CHALLENGE –
Please reproduce only the material starting at the line that contains "Mark the innermost point of each instance of the man's ear" and ending at the end of the material, requests included. Multiply every point coordinate in the answers by 1.4 and round it to a whole number, halves up, leaving the numbers in the requests and their format samples as they are.

GIVEN RECORDS –
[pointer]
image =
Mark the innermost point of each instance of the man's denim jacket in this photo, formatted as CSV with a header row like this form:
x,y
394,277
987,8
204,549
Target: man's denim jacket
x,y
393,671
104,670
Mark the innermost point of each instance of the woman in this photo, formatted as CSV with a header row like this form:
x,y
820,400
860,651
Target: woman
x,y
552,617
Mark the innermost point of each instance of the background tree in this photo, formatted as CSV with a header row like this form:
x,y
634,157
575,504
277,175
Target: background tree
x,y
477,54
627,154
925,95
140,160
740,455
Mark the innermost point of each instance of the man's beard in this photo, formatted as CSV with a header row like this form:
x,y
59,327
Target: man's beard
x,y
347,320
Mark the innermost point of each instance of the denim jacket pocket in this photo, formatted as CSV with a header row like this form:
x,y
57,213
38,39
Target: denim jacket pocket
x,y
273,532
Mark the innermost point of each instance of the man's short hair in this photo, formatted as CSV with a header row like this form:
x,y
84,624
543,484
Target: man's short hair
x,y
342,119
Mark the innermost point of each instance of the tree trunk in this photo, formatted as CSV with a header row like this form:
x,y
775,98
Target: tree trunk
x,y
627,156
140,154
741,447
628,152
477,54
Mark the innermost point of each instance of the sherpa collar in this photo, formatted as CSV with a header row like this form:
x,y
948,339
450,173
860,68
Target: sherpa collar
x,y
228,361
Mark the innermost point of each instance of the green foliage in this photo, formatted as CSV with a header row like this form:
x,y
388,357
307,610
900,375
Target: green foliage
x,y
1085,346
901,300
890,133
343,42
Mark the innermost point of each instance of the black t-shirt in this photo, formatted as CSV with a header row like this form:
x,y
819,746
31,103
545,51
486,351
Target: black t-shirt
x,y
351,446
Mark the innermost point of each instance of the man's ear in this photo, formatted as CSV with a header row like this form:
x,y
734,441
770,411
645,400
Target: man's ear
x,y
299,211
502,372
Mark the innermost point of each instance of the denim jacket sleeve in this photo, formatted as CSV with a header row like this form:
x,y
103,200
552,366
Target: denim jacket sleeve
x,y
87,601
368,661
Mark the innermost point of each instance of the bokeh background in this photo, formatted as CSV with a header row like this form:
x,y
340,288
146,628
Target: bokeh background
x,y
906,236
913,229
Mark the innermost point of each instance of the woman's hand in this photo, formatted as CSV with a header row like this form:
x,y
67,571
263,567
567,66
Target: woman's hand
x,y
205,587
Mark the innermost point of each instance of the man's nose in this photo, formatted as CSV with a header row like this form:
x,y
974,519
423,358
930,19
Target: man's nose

THE REPLY –
Mark the innermost point of each instance of the man's ear in this photo, formatted as CSV with a header row like this form:
x,y
734,441
770,411
645,400
Target: man's ear
x,y
419,295
703,521
Mark the innermost point of each instance of the denim jacket sleeve in this photo, formatted as CSV with a header row like this form:
x,y
103,200
552,366
Target: denim jacket sleeve
x,y
122,841
515,925
Mark the innermost point of each instance of the bokeh background in this photo, formatted as CSV with a header row like this form:
x,y
340,288
146,628
Target: bokeh background
x,y
1268,330
1278,321
Mark the innermost point of each instance of the woman's hand in this photo, formatted as CSV with a header row like this form:
x,y
67,571
263,567
567,66
Target: woman's hand
x,y
287,822
Mark the innermost point of each instance of the man's nose in this photo, formatted as CSV with a header row like this form:
x,y
974,519
423,358
930,19
Target: man's nose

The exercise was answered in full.